__What you should do__. Given the listing below, output exactly the line containing "Every instance of the weathered" and every line after it through the end.

··· Available data

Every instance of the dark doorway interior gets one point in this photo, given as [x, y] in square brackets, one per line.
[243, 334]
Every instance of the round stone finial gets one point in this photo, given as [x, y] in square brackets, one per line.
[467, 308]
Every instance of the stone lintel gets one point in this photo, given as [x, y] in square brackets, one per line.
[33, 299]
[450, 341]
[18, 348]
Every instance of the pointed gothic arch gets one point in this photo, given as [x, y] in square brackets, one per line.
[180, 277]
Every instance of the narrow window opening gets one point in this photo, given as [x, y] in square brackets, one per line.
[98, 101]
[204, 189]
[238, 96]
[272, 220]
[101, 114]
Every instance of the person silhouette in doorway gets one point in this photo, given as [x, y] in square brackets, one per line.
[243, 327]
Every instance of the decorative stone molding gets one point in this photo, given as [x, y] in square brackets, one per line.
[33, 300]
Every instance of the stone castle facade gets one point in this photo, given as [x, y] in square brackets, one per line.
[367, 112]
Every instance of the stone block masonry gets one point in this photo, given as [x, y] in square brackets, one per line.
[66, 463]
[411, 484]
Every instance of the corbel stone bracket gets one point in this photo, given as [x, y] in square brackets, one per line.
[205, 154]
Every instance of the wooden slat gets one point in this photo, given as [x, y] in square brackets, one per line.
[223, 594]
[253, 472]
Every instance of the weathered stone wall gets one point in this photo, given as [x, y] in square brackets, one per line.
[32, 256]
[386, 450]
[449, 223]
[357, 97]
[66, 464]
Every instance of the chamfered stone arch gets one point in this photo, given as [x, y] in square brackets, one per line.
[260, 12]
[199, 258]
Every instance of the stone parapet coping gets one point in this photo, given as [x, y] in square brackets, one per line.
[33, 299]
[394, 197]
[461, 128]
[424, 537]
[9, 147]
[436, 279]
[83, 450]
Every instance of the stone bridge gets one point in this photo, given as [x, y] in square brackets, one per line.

······

__Answer to this task__.
Every instance of the weathered stone wall gets one point in this photo, given as [x, y] in square brackets, one per line.
[32, 256]
[386, 450]
[449, 223]
[357, 97]
[66, 464]
Every instance of the chamfered stone arch gets one point in this photo, given as [x, y] in square brackets, one per line.
[260, 12]
[199, 258]
Every instance of the stone parapet coping gets one point in this photo, given as [x, y] in square brackets, one per line.
[33, 299]
[394, 197]
[461, 128]
[424, 537]
[9, 147]
[436, 279]
[83, 450]
Every instance of the stone bridge gets one point in this photo, given as [x, y] in square brackets, one per line.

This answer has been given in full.